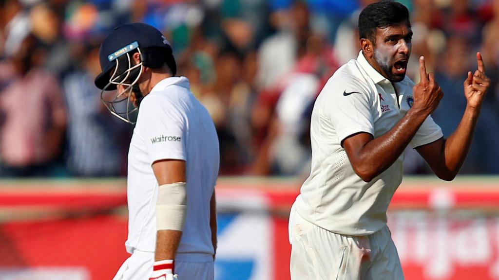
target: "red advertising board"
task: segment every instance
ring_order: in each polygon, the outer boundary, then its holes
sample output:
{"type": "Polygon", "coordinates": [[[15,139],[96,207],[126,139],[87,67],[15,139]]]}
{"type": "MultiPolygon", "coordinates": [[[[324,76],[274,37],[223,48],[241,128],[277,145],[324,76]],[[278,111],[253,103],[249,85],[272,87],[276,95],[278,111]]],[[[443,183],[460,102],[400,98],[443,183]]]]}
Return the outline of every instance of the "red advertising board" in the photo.
{"type": "MultiPolygon", "coordinates": [[[[124,184],[0,182],[0,280],[111,279],[128,256],[124,184]]],[[[287,215],[299,187],[220,180],[218,280],[289,279],[287,215]]],[[[498,206],[496,178],[403,183],[389,226],[406,279],[499,279],[498,206]]]]}

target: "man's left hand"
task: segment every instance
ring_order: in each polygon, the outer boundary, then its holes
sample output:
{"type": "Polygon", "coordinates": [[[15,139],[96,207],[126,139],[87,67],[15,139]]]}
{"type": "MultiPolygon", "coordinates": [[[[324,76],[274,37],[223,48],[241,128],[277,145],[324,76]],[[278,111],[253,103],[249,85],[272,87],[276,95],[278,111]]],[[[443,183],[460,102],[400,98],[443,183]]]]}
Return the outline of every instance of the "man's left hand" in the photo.
{"type": "Polygon", "coordinates": [[[475,109],[480,109],[485,94],[491,85],[491,79],[485,75],[485,66],[480,52],[477,53],[478,69],[472,75],[468,72],[468,77],[464,83],[465,97],[468,100],[468,106],[475,109]]]}

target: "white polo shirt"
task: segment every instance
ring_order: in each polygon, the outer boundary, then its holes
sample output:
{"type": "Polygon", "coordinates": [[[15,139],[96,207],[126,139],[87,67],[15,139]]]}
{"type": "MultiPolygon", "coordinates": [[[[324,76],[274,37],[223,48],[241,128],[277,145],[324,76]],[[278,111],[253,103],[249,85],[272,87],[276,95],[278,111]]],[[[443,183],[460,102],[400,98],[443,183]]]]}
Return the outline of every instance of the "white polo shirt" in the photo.
{"type": "Polygon", "coordinates": [[[140,104],[128,151],[129,253],[155,250],[158,181],[151,165],[164,159],[187,164],[187,212],[176,259],[213,260],[210,201],[219,172],[218,138],[185,77],[163,80],[140,104]]]}
{"type": "MultiPolygon", "coordinates": [[[[340,144],[357,133],[376,138],[391,130],[412,106],[414,85],[407,77],[392,84],[362,52],[329,79],[312,113],[311,170],[295,202],[300,216],[349,235],[371,234],[385,226],[388,204],[402,181],[403,153],[366,183],[355,173],[340,144]]],[[[442,136],[440,128],[428,117],[410,144],[416,147],[442,136]]]]}

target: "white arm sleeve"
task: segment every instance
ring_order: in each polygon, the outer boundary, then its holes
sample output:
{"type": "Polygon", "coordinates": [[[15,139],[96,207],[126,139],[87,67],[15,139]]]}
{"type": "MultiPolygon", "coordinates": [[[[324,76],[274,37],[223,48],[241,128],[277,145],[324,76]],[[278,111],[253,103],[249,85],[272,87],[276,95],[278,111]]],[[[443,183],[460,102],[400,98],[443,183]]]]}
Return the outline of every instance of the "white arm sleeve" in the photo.
{"type": "Polygon", "coordinates": [[[158,187],[156,230],[182,231],[187,210],[186,183],[165,184],[158,187]]]}

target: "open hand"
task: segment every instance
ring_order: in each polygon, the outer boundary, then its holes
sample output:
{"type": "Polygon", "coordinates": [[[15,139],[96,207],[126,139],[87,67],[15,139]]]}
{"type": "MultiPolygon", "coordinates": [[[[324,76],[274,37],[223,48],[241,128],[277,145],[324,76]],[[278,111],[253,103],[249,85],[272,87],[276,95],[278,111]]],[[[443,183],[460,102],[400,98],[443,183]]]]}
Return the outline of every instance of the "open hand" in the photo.
{"type": "Polygon", "coordinates": [[[477,63],[478,69],[473,75],[472,75],[471,71],[468,72],[468,77],[465,80],[464,85],[465,97],[468,100],[468,106],[479,109],[491,85],[491,79],[485,75],[484,60],[480,52],[477,53],[477,63]]]}
{"type": "Polygon", "coordinates": [[[444,92],[435,81],[433,73],[426,73],[425,58],[419,58],[419,74],[421,81],[413,88],[414,105],[413,108],[420,110],[429,115],[437,109],[444,92]]]}

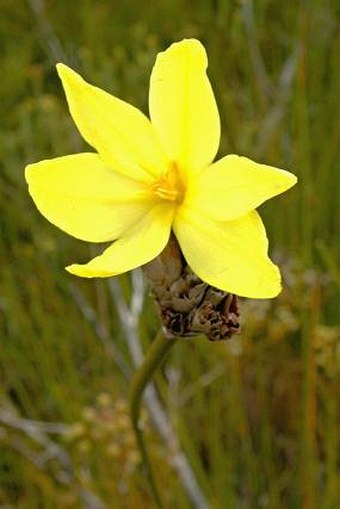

### Goal
Return each line of the items above that contains the string "polo", counting a match only when its case agrees.

### Written answer
target: "white polo shirt"
Return the outline of every instance of the "white polo shirt" in the photo.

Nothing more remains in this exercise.